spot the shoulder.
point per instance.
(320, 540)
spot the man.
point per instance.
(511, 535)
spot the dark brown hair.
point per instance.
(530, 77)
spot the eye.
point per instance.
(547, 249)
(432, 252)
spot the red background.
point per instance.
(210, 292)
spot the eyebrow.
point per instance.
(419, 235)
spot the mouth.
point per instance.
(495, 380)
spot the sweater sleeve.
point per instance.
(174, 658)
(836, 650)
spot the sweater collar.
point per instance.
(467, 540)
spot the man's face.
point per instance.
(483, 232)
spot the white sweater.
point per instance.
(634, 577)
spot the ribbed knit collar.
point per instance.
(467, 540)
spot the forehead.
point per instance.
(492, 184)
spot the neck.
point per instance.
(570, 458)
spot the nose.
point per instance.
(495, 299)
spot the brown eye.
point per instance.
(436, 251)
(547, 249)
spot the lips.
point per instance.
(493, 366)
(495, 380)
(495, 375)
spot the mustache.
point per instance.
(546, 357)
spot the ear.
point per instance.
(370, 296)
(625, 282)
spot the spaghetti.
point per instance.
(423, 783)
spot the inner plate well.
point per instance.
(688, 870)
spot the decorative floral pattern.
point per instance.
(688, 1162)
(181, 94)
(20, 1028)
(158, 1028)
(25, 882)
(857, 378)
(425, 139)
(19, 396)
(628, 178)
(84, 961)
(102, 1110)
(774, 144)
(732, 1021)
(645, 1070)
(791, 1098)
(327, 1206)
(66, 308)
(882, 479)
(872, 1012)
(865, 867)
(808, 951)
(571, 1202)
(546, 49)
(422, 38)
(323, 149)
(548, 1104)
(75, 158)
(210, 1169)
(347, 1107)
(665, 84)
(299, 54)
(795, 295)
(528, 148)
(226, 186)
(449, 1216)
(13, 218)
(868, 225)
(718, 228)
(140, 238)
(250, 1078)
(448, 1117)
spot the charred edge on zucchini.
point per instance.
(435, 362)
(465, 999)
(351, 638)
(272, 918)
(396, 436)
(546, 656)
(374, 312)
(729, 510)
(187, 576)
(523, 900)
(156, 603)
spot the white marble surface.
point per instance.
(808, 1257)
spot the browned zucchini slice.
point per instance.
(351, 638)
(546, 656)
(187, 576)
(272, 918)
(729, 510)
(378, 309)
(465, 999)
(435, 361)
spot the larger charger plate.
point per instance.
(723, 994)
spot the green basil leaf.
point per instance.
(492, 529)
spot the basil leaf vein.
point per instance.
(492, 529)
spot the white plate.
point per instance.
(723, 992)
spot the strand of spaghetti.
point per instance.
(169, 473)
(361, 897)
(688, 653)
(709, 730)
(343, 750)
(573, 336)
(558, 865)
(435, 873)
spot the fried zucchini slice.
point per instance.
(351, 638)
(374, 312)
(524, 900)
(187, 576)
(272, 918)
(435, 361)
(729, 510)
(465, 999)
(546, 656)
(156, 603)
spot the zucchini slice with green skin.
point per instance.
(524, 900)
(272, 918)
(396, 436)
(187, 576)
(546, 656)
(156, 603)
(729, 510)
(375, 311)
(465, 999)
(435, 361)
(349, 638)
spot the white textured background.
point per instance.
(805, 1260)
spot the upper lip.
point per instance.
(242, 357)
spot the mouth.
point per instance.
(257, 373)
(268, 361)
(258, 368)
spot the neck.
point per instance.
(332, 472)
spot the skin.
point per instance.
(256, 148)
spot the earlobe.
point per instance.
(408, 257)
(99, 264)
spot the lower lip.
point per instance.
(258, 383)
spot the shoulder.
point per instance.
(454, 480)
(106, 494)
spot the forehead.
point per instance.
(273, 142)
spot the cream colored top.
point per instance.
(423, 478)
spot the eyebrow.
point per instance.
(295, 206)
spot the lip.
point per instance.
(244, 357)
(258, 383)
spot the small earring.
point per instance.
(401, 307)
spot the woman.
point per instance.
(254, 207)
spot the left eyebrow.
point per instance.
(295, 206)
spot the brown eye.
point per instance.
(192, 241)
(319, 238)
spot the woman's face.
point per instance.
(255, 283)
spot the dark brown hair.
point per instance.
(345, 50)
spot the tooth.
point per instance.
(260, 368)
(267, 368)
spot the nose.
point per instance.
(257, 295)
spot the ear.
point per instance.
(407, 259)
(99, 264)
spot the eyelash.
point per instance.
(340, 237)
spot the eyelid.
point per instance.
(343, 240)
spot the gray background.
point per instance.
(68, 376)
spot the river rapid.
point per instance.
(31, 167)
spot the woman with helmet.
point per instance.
■ ■ ■ ■
Exercise brief: Restate the data above exactly, keeping each word as it stands.

The solution:
spot the shoulder.
point per instance.
(320, 540)
spot the man.
point per instance.
(511, 535)
spot the dark brown hair.
point per instance.
(530, 77)
spot the eye.
point per instance.
(547, 249)
(432, 252)
spot the red background.
point per instance.
(210, 292)
spot the eyebrow.
point per instance.
(419, 235)
spot the mouth.
point per instance.
(495, 380)
spot the sweater sleeve.
point per instance.
(174, 658)
(836, 650)
spot the sweater collar.
point per instance.
(467, 540)
spot the man's face.
point per instance.
(483, 232)
spot the white sweater.
point per instance.
(634, 577)
spot the ribbed knit collar.
point per instance.
(467, 540)
spot the forehead.
point per instance.
(492, 184)
spot the neck.
point per instance.
(570, 458)
spot the nose.
point per instance.
(495, 299)
spot the brown eye.
point per instance.
(436, 251)
(547, 249)
spot the lips.
point per instance.
(493, 366)
(495, 380)
(495, 375)
spot the mustache.
point per instance.
(546, 357)
spot the ear.
point per instance.
(370, 296)
(625, 282)
spot the spaghetti.
point per instance.
(423, 783)
spot the inner plate well.
point per instance.
(688, 870)
spot the decorative floral pattern.
point per instance.
(688, 1162)
(181, 94)
(20, 1028)
(158, 1028)
(25, 882)
(857, 378)
(425, 139)
(19, 396)
(628, 178)
(84, 961)
(102, 1110)
(774, 144)
(732, 1021)
(645, 1070)
(791, 1098)
(327, 1206)
(66, 308)
(882, 479)
(872, 1012)
(865, 867)
(808, 951)
(571, 1202)
(546, 49)
(422, 38)
(323, 149)
(548, 1104)
(75, 158)
(210, 1169)
(347, 1107)
(665, 84)
(299, 54)
(795, 295)
(528, 148)
(226, 186)
(449, 1216)
(13, 218)
(868, 225)
(718, 228)
(140, 238)
(250, 1078)
(448, 1117)
spot the charred edge on zucchini.
point per instance.
(435, 362)
(465, 999)
(351, 638)
(272, 918)
(396, 436)
(546, 656)
(374, 312)
(729, 510)
(187, 576)
(523, 900)
(156, 603)
spot the white marble surface.
point per instance.
(808, 1257)
spot the browned zucchini slice.
point per instance.
(351, 638)
(546, 656)
(187, 576)
(272, 918)
(729, 510)
(378, 309)
(465, 999)
(435, 361)
spot the larger charger plate.
point per instance.
(723, 994)
spot the green basil leaf.
point per instance.
(492, 529)
spot the basil leaf vein.
point per instance.
(492, 529)
spot the white plate.
point per instance.
(723, 992)
spot the strand of spaghetti.
point per instance.
(169, 473)
(361, 897)
(688, 653)
(709, 730)
(343, 750)
(573, 336)
(558, 865)
(435, 873)
spot the fried zucchini slice.
point per instance.
(351, 638)
(374, 312)
(524, 900)
(187, 576)
(272, 918)
(435, 361)
(729, 510)
(465, 999)
(546, 656)
(156, 603)
spot the zucchini slice with green skin.
point per instance.
(524, 900)
(272, 918)
(396, 436)
(187, 576)
(546, 656)
(156, 603)
(729, 510)
(375, 311)
(465, 999)
(435, 361)
(349, 638)
spot the white textured background.
point per instance.
(805, 1260)
spot the upper lip.
point per instance.
(242, 357)
spot the mouth.
point per instance.
(257, 373)
(268, 361)
(258, 368)
spot the neck.
point per instance.
(332, 472)
spot the skin.
point per instance.
(256, 148)
spot the earlobe.
point per instance.
(408, 257)
(99, 264)
spot the lower lip.
point per instance.
(258, 383)
spot the shoulder.
point per instance.
(454, 480)
(106, 494)
spot the forehead.
point per instance.
(273, 142)
spot the cream colored top.
point per instance.
(423, 478)
spot the eyebrow.
point per instance.
(295, 206)
spot the lip.
point per instance.
(244, 357)
(258, 383)
spot the small earring.
point per instance.
(401, 307)
spot the woman.
point per instance.
(254, 207)
spot the left eyebrow.
point per instance.
(295, 206)
spot the brown eye.
point per instance.
(192, 241)
(319, 238)
spot the woman's face.
point per instance.
(255, 283)
spot the dark brown hair.
point per instance.
(345, 50)
spot the tooth.
point per instance.
(260, 368)
(267, 368)
spot the nose.
point per instance.
(257, 295)
spot the ear.
point per instance.
(407, 259)
(99, 264)
spot the eyelash.
point per instance.
(340, 237)
spot the eyelid.
point per instance.
(343, 240)
spot the gray background.
point per instance.
(68, 376)
spot the river rapid.
point per instance.
(31, 167)
spot the woman with helmet.
point per instance.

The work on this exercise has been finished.